(TUGAS ANDA): Lanjutkan teks di bawah ini tentang teori perkembangan kognitif Piaget, dimulai tepat setelah kalimat terakhirnya.

(TEKS YANG DISEDIAKAN):
Jadi asimilasi dan akomodasi akan terjadi apabila terjadi konflik koginitif
atau suatu ketidak seimbangan antara apa yang telah diketahui dengan apa yang
dilihat atau dialaminya sekarang. Adaptasi akan terjadi apabila telah terjadi
keseimbangan dalam struktur kognitif. Tugas seorang dosen dalam proses belajar
mengajar adalah menyajikan materi yang harus dipelajari mahasiswa sedemikian
rupa sehingga menyebabkan adanya ketidak seimbangan kognitif pada diri mahasiswa.
Dengan demikian ia akan berusaha untuk mengadopsi informasi baru ke dalam
struktur kognitifnya yang telah ada.
Menurut Piaget proses belajar seseorang akan
mengikuti pola dan tahap tahap perkembangan tertentu sesuai dengan umurnya.
Penjenjangan ini bersifat hirarkis artinya harus dilalui berdasarkan urutan tertentu
dan orang tidak dapat belajar sesuatu yang berada di luar tahap kognitifnya. Di
sini terdapat empat macam jenjang, mulai jenjang sensomotorik (0 – 2 tahun)
yang bersifat eksternal, preoperasional (2 – 6 tahun), operasional konkrit (6/7
– 11/12 tahun) dan jenjang formal (11/2 – 18 tahun) yang bersifat internal (mampu
berfikir abstrak atau mengadakan penalaran). Untuk lebih jelasnya dapat dilihat perkembangan individu tersebut pada 4 tahapan. Yang pertama adalah
sensori motor, yakni perkembangan ranah
kognitif yang terjadi pada usia 0 – 2
tahun. Yang kedua adalah preoperational, yakni perkembangan ranah kognitif yang
terjadi pada usia 2 – 7 tahun. Yang ketiga adalah concrete operational, yakni
perkembangan ranah kognitif yang terjadi pada usia 7 – 11 tahun. Yang terakhir
adalah formal operational, yakni perkembangan ranah kognitif yang terjadi pada
usia 11 sampai dewasa awal (Slavin, 1994).
Yang merupakan titik pusat teori Perkembangan
Kognitif Piaget ialah bagaimana individu mengalami kemajuan tingkat
perkembangan mental atau pengetahuan ke tingkat yang lebih tinggi. Hal yang pokok
dalam teori ini adalah kepercayaan bahwa pengetahuan dibentuk oleh individu
dalam interaksi dengan lingkungan yang terusmenerus dan selalu berubah.

(BARIS DATA):
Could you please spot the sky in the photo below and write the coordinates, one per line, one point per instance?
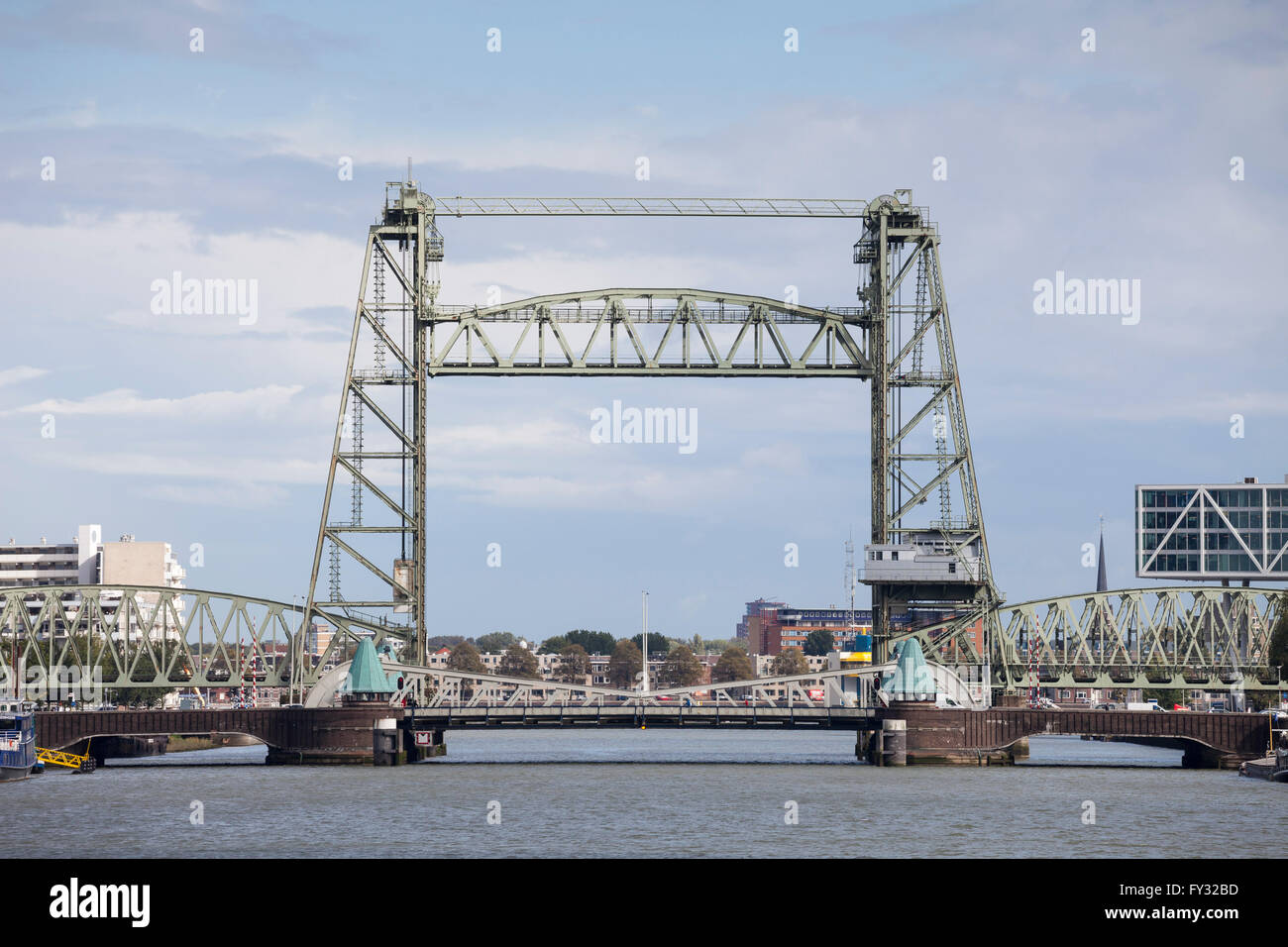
(127, 155)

(JAWABAN):
Dalam usahanya memahami mekanisme perkembangan
kognitif, Piaget menyampaikan fungsi kecerdasan dari tiga perspektif. Ketiganya
adalah: (1) proses mendasar yang terjadi dalam interaksi dengan lingkungan
(asimilasi, akomodasi, dan ekuilibrasi), (2) cara bagaimana pengetahuan disusun
(pengalaman fisik dan logismatematis), dan (3) perbedaan kualitatif dalam berfikir
pada berbagai tahap perkembangan (skema tindakan) mulai dari sensomotorik,
praoperasional, operasional konkrit dan operasional formal.
Perkembangan kognitif menurut Piaget
dipengaruhi oleh tiga proses dasar: asimilasi, akomodasi, dan ekuilibrasi.
Secara singkat, asimilasi ialah pemaduan data atau informasi baru dengan
struktur kognitif yang ada, akomodasi ialah penyesuaian struktur terhadap
situasi baru, dan ekuilibrasi ialah penyesuaian kembali yang terus-menerus
dilakukan antara asimilasi dan akomodasi
(Gredler, 1991).
Berikut adalah kelemahan-kelemahan dari teori
Piaget. Belajar individual tidak dapat dilaksanakan karena untuk belajar
mandiri diperlukan kemampuan kognitif yang lengkap dan kompleks dan tidak bisa
diuraikan dalam jenjang-jenjang. Hasil-hasil penelitian menunjukkan bahwa keterampilan-keterampilan
kognitif tingkat tinggi dapat dicapai oleh anak-anak yang belum mencapai umur
yang sesuai dengan jenjang-jenjang teori Piaget. Sebaliknya, banyak orang yang
tidak mencapai tahap operasional formal tanpa adanya manipulasi hal-hal yang
bersifat konkrit seperti pemakaian gambar, demonstrasi, pemberian model dll.
Keterampilan ternyata lebih baik dipelajari melalui urutan, bukan berdasarkan
tahapan umur.
2.
Teori Kognitif Jerome S. Bruner
Jerome S. Bruner adalah seorang pakar psikologi
perkembangan dan pakar psikologi belajar kognitif, penelitiannya dalam bidang
psikologi antara lain persepsi manusia, motivasi, belajar, dan berpikir. Dalam
mempelajari manusia, ia menganggap manusia sebagai pemroses, pemikir, dan
pencipta informasi (Dahar, 1988).
Dalam pembahasan perkembangan kognisi, Bruner
menekankan pada adanya pengaruh kebudayaan pada tingkah laku seseorang. Bila
Piaget menyatakan bahwa perkembangan kognitif berpengaruh pada perkembangan
bahasa seseorang, maka sebaliknya Bruner menyatakan bahwa perkembangan bahasa
besar pengaruhnya terhadap perkembangan kognisi.
Menurut Bruner, perkembangan kognisi seseorang
terjadi melalui tiga tahap yang ditentukan oleh cara dia melihat lingkungannya.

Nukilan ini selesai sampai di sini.